Set down every entry again word for word, please, but skip the pictures.

[Image object location entries]
** BEGIN **
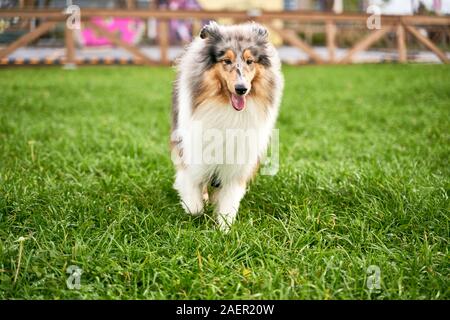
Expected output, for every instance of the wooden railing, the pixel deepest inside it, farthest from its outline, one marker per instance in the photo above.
(400, 25)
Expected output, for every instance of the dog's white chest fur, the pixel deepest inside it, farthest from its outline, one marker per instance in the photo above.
(224, 143)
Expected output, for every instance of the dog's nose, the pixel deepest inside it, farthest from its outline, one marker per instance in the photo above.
(240, 89)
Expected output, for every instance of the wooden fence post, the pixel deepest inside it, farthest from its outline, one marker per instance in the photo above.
(401, 44)
(330, 28)
(163, 34)
(69, 62)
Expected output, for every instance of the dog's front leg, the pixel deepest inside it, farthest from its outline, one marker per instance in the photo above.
(190, 192)
(227, 201)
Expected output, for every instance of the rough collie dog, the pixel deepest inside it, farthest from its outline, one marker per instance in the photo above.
(225, 103)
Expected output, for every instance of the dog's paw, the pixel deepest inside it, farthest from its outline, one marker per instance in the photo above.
(193, 206)
(224, 223)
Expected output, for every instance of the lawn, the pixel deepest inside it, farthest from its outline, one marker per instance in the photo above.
(86, 180)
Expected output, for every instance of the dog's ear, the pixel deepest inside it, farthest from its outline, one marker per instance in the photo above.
(211, 30)
(262, 35)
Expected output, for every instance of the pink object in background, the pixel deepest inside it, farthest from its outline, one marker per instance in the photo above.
(130, 31)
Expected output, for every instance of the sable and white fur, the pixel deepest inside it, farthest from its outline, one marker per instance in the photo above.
(215, 65)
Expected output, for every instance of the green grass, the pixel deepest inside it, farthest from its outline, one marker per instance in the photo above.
(85, 178)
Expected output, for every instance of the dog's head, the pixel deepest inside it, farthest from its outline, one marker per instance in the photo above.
(236, 55)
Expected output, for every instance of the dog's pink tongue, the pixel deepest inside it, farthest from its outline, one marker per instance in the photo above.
(238, 102)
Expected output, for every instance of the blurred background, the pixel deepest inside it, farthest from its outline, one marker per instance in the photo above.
(155, 31)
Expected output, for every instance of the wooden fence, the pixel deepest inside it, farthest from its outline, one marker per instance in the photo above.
(400, 25)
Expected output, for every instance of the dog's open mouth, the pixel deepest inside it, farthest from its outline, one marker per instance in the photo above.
(238, 102)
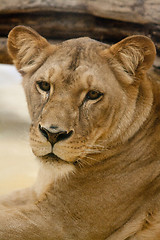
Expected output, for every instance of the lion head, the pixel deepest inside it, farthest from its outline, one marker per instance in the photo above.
(84, 97)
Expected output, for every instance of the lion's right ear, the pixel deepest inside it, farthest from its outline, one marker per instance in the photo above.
(27, 48)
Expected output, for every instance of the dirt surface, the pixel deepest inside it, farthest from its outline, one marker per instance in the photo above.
(18, 166)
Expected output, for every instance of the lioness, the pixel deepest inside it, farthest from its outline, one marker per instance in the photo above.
(96, 130)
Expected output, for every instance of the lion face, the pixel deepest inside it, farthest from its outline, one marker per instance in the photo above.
(83, 97)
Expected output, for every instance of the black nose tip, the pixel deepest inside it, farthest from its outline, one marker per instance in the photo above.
(56, 136)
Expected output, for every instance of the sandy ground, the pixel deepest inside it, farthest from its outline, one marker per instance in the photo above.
(18, 166)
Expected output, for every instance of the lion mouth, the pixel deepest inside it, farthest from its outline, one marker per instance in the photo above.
(51, 157)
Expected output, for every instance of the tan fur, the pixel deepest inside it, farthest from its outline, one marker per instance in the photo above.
(102, 183)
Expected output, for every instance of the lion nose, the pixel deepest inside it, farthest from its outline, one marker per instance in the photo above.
(54, 135)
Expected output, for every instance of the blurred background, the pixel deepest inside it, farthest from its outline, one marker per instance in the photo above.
(57, 20)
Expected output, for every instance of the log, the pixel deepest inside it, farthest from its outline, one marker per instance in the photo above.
(138, 11)
(107, 21)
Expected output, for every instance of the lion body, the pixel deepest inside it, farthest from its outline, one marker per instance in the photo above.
(102, 181)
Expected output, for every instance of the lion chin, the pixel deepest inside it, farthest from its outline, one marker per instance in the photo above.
** END **
_Result for this exercise_
Expected output, for every instance of the wooden railing, the pixel deepest inside it, farthest from its outline, one marker per instance in the photo above.
(400, 25)
Expected output, for every instance of the dog's white chest fur, the pixel deepest inside it, farthest from its outline, one marker per instance in the photo above.
(224, 143)
Expected output, for every instance of the dog's nose, the pixel deepest inside it, farthest from its outline, one marker per instance in the photo above.
(240, 89)
Expected output, for every instance of the wooden fence post, the pixel deepest inside it, farthest from its outline, one marker per instance in the photo above.
(401, 44)
(330, 28)
(163, 34)
(69, 62)
Expected output, for every instance of the dog's front leg, the pixel deepest inside it, farthest from its outline, one marker per instance in the photo above.
(190, 192)
(227, 201)
Expected output, for every instance of the rough collie dog, the pixel deepest inside it, farthest from its outline, one marker per instance in the photo above.
(225, 103)
Expected output, for every instance of the dog's paw, the pixel deepest inside it, farthest from its outline, one marker per instance in the photo above.
(193, 206)
(224, 223)
Expected output, for every instance of the lawn, the pixel deepest inside it, farthest from its outline, one marker per instance in the photo above.
(86, 180)
Expected output, for every instance of the dog's ear, the pixel deepest inside it, farthest from its outline, one marker per instance in the photo above.
(211, 30)
(262, 35)
Expected output, for every instance of the pink object in background, the pixel deepest inside it, farthest from its outline, one marker per instance in the photo above.
(130, 31)
Expected output, for every instance of the sable and white fur, the pixel deepest inside it, farthest from its outline, one marker per instance in the photo above.
(215, 65)
Expected output, for every instance of the green grass, the pixel deepest inside it, farthest from its outline, one marker per instance in the photo above.
(85, 178)
Expected output, for every instance of the dog's head, the pixel deepest inside it, farthest from its outline, one marker per instance in the photo above.
(236, 55)
Expected output, for every instance of the dog's pink tongue, the pixel deepest inside it, farthest from its outline, one marker per instance in the photo above.
(238, 102)
Expected output, for every instance of the blurred background, the pixel deepest inside it, farthest from its outline, one marker per instance in the photo above.
(155, 31)
Expected output, for every instance of the wooden fence, the pixel deepest inside it, farthest from its outline, one marker per instance in the photo above.
(400, 25)
Expected output, for every instance of the dog's open mouth, the pixel deepest inside it, farthest from its outline, one marker per instance in the photo above.
(238, 102)
Expected output, for every instance of the lion head, the pixel deepest inside it, farthest from its outline, one marker per instance in the photo above.
(84, 97)
Expected output, for every instance of the lion's right ear, the pixel deepest inside it, farthest from its outline, one marker per instance in the photo above.
(27, 48)
Expected output, for every instance of the dirt surface, the pixel deepest inside it, farthest from its outline, one marker per instance in the photo above.
(18, 166)
Expected output, for every instance of the lioness, the pixel deepest inside it, farthest from its outline, one marker per instance in the photo above.
(96, 130)
Expected output, for every instance of the lion face, the pixel deepest inside it, farthest from its outline, one marker per instance in the photo above.
(83, 97)
Expected output, for every instance of the black nose tip, the pixel deepest inside it, farthest from its outline, one marker per instance in the photo above.
(56, 136)
Expected output, for every instance of the sandy ground, the pixel deepest inside it, farthest from its outline, one marker per instance in the photo above.
(18, 166)
Expected output, for every instance of the lion mouth, the pixel deepest inside it, farthest from its outline, one marker per instance in the photo above.
(51, 157)
Expected output, for every instance of the tan fur, the pixel deepest inside it, farthest from its outline, one marker per instance in the photo above.
(102, 183)
Expected output, for every instance of the lion nose, the pixel deepest inside it, farthest from its outline, one marker per instance in the photo above.
(54, 135)
Expected output, for every instance of the blurred background, the pixel deepest inside it, farthest from its outline, one marker per instance in the photo above.
(57, 20)
Expected output, for every instance of the log, the pixel deepest inside it, farthest from its outline, one marker per instance in the photo above.
(138, 11)
(107, 21)
Expected output, for every instance of the lion body, the pixel deepest inside it, farthest from its outline, one marker per instance in the photo above.
(102, 181)
Expected output, for every instance of the lion chin, the pixel deepest inside it, farthest from its outline, one marker per instance in the photo above.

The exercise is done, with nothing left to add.